● **EXTRAIT À LIRE**

Aux cultures de bactéries lactiques l’adjonction d’ions nitrite NO2- donne lieu à l’apparition d’oxyde nitrique NO sous forme de gaz, indépendamment de tout apport éventuel et concomitant d’ions nitrate. Après avoir mesuré les concentrations d’acide lactique, les auteurs concluent que la production d’acide lactique par les bactéries lactiques provoque, in vitro, une acidification du milieu suffisante pour que l’ion l’ion nitrite NO2- se convertisse en oxyde nitrique NO [We concluded that lactic acid bacteria production of lactic acid causes sufficient medium acidification to induce the chemical nitrite conversion to NO […]].

▪ Cultures d’Escherichia coli

Par contre, aux cultures d’Escherichia coli l’adjonction d’ions nitrite NO2- donne lieu à l’apparition d’oxyde nitrique NO, même à pH neutre, autour de 6.5. Le processus est considéré comme de nature enzymatique [[…] Instead this process in E. coli is enzymatic and occurs around pH 6.5].

Les auteurs rappellent que les ions nitrate NO3- d’origine alimentaire sont encore décrits, par certains, comme de possibles éléments toxiques alors que les preuves de leurs effets bénéfiques, tant cardiovasculaires qu’immuns et gastro-intestinaux, par l’intermédiaire de leur transformation en oxyde nitrique NO, ne font que s’accumuler [Dietary nitrate and nitrite are still pictured as possible toxic substances in many studies despite the mounting evidence that NO production from these ions has important beneficial implications for cardiovascular, immune and gastrointestinal functions]. Le champ d’investigation est large et les auteurs concluent que la véritable signification biologique de la conversion des nitrates alimentaires dans la lumière intestinale reste à élucider [The biological significance of the conversion of dietary nitrates at the intestinal lumen remains to be elucidated].

● **DONNÉES FOURNIES**
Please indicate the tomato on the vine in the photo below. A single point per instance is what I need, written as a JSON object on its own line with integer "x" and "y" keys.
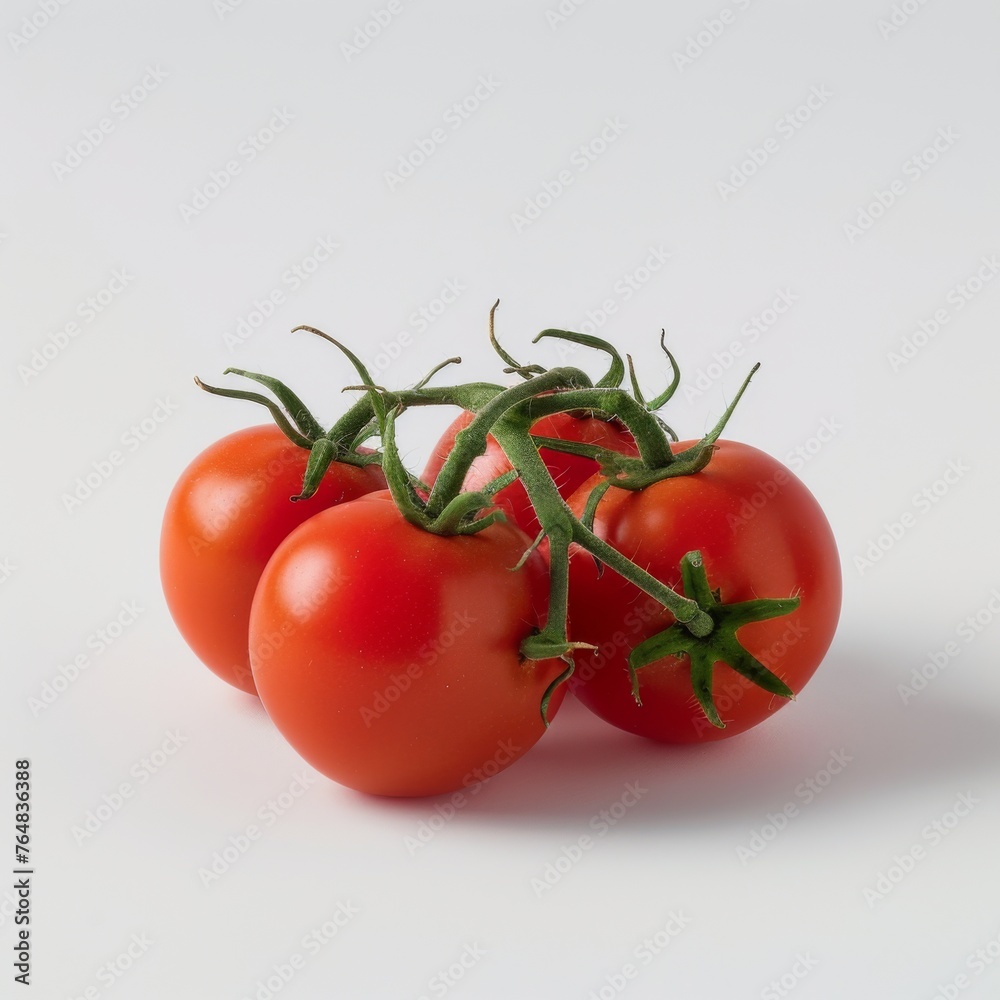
{"x": 388, "y": 656}
{"x": 761, "y": 533}
{"x": 226, "y": 515}
{"x": 569, "y": 472}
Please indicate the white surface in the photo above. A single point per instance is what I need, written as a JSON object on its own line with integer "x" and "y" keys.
{"x": 655, "y": 186}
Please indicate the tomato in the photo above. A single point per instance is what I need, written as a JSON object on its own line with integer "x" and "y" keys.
{"x": 761, "y": 534}
{"x": 568, "y": 471}
{"x": 388, "y": 656}
{"x": 224, "y": 519}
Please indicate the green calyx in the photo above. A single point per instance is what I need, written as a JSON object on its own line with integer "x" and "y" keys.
{"x": 718, "y": 646}
{"x": 704, "y": 629}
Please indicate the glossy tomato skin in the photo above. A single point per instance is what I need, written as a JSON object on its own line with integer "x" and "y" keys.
{"x": 388, "y": 656}
{"x": 225, "y": 517}
{"x": 762, "y": 534}
{"x": 568, "y": 471}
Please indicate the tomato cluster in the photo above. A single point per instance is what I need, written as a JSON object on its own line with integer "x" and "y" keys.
{"x": 401, "y": 658}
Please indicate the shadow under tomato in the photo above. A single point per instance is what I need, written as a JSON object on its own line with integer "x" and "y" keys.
{"x": 852, "y": 706}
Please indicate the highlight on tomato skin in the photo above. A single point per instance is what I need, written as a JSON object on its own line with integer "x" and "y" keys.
{"x": 226, "y": 515}
{"x": 761, "y": 533}
{"x": 388, "y": 656}
{"x": 569, "y": 472}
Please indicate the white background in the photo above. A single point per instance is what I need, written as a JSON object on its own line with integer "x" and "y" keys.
{"x": 71, "y": 219}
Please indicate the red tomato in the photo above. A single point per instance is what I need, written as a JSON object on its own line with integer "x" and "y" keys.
{"x": 389, "y": 656}
{"x": 568, "y": 471}
{"x": 224, "y": 519}
{"x": 761, "y": 534}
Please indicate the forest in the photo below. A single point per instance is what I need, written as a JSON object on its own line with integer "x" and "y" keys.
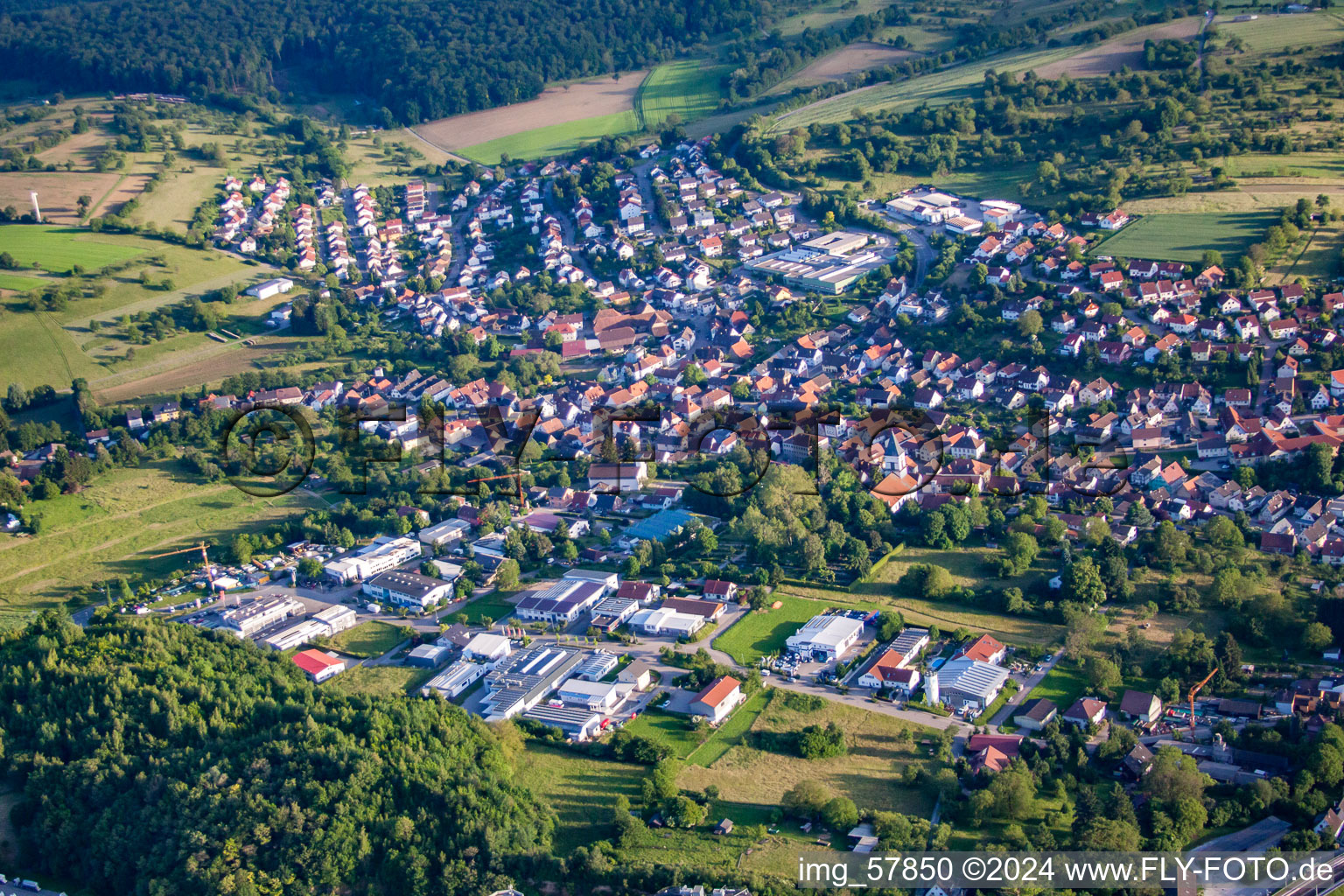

● **CONSIGNE**
Dans l'extrait, relevez tous les domaines où la transformation des ions nitrate en oxyde nitrique NO aurait des effets bénéfiques. Appuyez-vous uniquement sur l'extrait.

● **CORRIGÉ**
Cardiovasculaire, immunitaire et gastro-intestinal.